** Start Data listing **

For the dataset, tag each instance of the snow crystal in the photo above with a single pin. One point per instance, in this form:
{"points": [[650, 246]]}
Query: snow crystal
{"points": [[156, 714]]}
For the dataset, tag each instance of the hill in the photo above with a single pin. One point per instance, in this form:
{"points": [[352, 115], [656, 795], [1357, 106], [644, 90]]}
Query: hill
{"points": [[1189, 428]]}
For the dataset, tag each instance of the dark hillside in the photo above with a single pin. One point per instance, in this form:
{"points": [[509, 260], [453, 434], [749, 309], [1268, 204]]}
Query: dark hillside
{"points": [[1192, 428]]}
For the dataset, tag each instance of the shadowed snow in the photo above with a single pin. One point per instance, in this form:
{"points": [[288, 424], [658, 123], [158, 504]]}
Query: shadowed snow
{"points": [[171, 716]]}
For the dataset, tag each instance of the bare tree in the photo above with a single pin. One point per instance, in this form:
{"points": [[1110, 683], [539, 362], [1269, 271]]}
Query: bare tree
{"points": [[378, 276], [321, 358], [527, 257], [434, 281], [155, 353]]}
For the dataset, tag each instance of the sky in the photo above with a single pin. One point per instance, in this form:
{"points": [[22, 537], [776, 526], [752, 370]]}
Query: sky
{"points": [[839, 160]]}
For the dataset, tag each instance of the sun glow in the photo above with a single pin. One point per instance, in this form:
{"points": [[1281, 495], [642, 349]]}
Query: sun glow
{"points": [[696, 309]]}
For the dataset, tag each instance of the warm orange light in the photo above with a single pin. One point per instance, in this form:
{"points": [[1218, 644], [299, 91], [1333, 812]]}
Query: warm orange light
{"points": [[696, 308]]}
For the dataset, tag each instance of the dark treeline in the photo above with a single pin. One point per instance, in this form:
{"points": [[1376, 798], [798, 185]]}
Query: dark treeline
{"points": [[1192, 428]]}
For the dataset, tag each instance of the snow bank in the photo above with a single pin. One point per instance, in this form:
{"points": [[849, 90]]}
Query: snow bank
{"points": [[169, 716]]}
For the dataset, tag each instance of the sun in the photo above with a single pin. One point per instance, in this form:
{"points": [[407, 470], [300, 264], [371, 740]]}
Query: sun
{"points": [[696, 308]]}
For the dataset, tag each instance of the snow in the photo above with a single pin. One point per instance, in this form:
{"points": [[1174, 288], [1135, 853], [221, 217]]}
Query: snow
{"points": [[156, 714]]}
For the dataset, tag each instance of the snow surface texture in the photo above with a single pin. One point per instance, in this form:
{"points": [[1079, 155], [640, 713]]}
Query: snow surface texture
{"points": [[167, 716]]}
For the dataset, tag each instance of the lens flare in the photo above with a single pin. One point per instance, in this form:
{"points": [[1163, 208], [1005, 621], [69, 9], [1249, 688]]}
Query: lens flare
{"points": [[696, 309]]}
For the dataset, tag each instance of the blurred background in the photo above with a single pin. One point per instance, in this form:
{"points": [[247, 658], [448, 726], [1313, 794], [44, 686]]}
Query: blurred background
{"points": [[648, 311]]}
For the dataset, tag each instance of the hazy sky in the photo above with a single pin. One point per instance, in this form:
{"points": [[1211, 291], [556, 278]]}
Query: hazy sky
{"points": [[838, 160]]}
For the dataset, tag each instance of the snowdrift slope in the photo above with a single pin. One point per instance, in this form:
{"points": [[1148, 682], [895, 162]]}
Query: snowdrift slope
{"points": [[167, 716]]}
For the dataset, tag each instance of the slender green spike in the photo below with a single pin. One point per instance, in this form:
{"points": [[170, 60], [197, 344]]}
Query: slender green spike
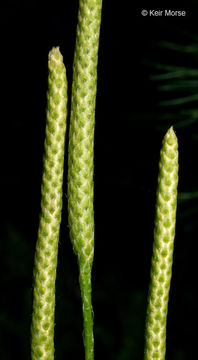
{"points": [[161, 265], [80, 162], [42, 329]]}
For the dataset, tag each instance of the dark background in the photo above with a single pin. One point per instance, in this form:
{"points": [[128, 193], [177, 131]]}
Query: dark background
{"points": [[130, 125]]}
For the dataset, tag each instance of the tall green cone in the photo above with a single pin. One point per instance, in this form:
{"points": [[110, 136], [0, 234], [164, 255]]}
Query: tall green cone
{"points": [[80, 163], [162, 259], [42, 329]]}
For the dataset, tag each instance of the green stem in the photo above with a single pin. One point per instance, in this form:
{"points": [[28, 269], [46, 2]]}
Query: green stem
{"points": [[81, 144], [42, 329], [85, 287], [162, 259]]}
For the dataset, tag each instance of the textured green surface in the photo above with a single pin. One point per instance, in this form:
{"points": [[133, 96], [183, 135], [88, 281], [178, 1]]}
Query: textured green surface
{"points": [[164, 233], [81, 144], [42, 329]]}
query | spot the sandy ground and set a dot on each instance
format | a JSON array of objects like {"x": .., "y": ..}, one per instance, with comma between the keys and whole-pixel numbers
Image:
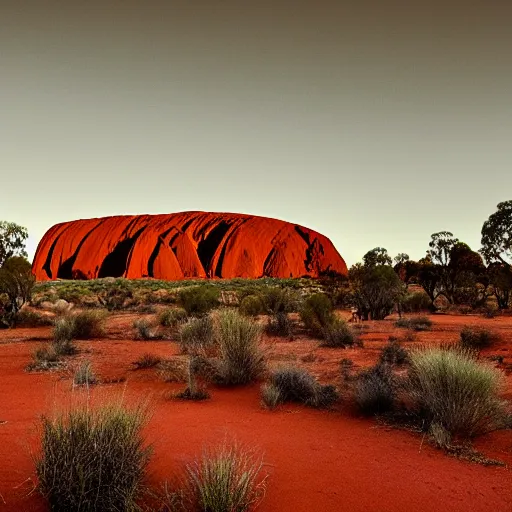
[{"x": 317, "y": 460}]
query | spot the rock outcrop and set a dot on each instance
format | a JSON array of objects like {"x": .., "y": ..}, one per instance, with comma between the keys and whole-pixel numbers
[{"x": 184, "y": 245}]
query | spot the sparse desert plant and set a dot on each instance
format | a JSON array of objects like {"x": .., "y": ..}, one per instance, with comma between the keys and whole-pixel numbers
[
  {"x": 197, "y": 335},
  {"x": 147, "y": 360},
  {"x": 338, "y": 334},
  {"x": 226, "y": 479},
  {"x": 374, "y": 391},
  {"x": 450, "y": 388},
  {"x": 199, "y": 300},
  {"x": 477, "y": 338},
  {"x": 416, "y": 323},
  {"x": 84, "y": 374},
  {"x": 172, "y": 317},
  {"x": 252, "y": 305},
  {"x": 293, "y": 384},
  {"x": 394, "y": 354},
  {"x": 241, "y": 360},
  {"x": 93, "y": 459},
  {"x": 280, "y": 324},
  {"x": 317, "y": 312}
]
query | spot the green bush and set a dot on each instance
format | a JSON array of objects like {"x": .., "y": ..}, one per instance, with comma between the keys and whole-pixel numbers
[
  {"x": 338, "y": 334},
  {"x": 416, "y": 323},
  {"x": 394, "y": 354},
  {"x": 197, "y": 335},
  {"x": 477, "y": 338},
  {"x": 451, "y": 389},
  {"x": 317, "y": 312},
  {"x": 240, "y": 358},
  {"x": 374, "y": 390},
  {"x": 252, "y": 305},
  {"x": 199, "y": 300},
  {"x": 172, "y": 317},
  {"x": 226, "y": 479},
  {"x": 93, "y": 459},
  {"x": 292, "y": 384}
]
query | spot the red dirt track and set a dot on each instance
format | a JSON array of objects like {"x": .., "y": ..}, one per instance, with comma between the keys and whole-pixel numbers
[
  {"x": 184, "y": 245},
  {"x": 317, "y": 460}
]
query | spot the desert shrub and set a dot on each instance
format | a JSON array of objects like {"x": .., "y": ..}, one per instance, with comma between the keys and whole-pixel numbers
[
  {"x": 374, "y": 391},
  {"x": 226, "y": 479},
  {"x": 84, "y": 374},
  {"x": 280, "y": 324},
  {"x": 172, "y": 317},
  {"x": 338, "y": 334},
  {"x": 270, "y": 395},
  {"x": 292, "y": 384},
  {"x": 477, "y": 338},
  {"x": 415, "y": 323},
  {"x": 394, "y": 354},
  {"x": 197, "y": 335},
  {"x": 27, "y": 318},
  {"x": 416, "y": 302},
  {"x": 450, "y": 388},
  {"x": 240, "y": 358},
  {"x": 317, "y": 312},
  {"x": 199, "y": 300},
  {"x": 147, "y": 360},
  {"x": 93, "y": 459},
  {"x": 252, "y": 305}
]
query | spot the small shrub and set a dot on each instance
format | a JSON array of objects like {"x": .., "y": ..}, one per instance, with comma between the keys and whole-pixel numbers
[
  {"x": 394, "y": 354},
  {"x": 197, "y": 335},
  {"x": 270, "y": 396},
  {"x": 252, "y": 305},
  {"x": 93, "y": 459},
  {"x": 338, "y": 334},
  {"x": 477, "y": 338},
  {"x": 317, "y": 313},
  {"x": 293, "y": 384},
  {"x": 280, "y": 324},
  {"x": 450, "y": 388},
  {"x": 240, "y": 358},
  {"x": 199, "y": 300},
  {"x": 172, "y": 317},
  {"x": 147, "y": 360},
  {"x": 84, "y": 375},
  {"x": 374, "y": 390},
  {"x": 416, "y": 323},
  {"x": 226, "y": 479}
]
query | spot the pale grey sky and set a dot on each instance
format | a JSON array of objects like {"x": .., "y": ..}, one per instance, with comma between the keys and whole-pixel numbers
[{"x": 376, "y": 124}]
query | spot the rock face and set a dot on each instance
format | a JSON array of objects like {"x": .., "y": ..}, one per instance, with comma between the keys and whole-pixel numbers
[{"x": 184, "y": 245}]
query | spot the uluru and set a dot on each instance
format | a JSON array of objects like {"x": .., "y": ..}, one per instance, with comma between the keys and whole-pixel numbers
[{"x": 184, "y": 245}]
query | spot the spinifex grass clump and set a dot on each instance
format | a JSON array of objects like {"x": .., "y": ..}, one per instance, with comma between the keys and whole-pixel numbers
[
  {"x": 453, "y": 391},
  {"x": 93, "y": 460},
  {"x": 241, "y": 360},
  {"x": 292, "y": 384},
  {"x": 226, "y": 479}
]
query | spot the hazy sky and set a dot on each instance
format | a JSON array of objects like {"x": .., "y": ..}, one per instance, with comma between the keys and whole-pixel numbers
[{"x": 376, "y": 123}]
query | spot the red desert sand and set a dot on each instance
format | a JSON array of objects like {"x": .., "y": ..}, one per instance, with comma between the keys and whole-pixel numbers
[
  {"x": 184, "y": 245},
  {"x": 317, "y": 460}
]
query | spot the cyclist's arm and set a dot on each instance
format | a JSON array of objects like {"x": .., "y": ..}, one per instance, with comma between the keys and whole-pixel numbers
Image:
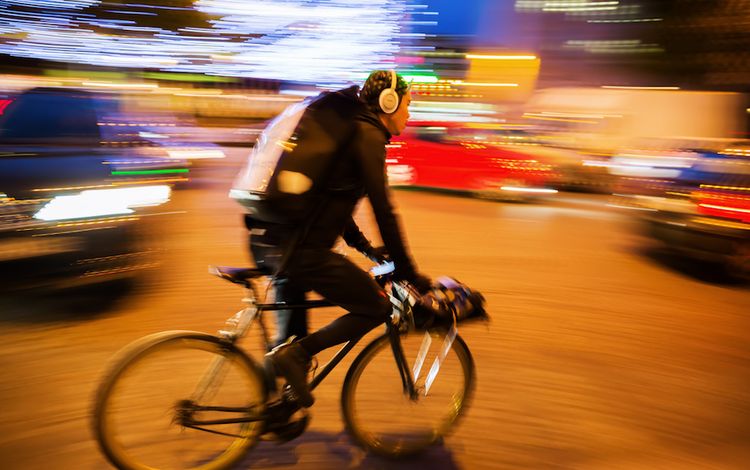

** End Data listing **

Pick out every line of the listing above that contains the string "warm" and copy each of those lines.

Finished task:
For the dataset, tag each instance of the warm orange light in the photo above with a single pin. One point per instance, in this form:
Query: warm orange light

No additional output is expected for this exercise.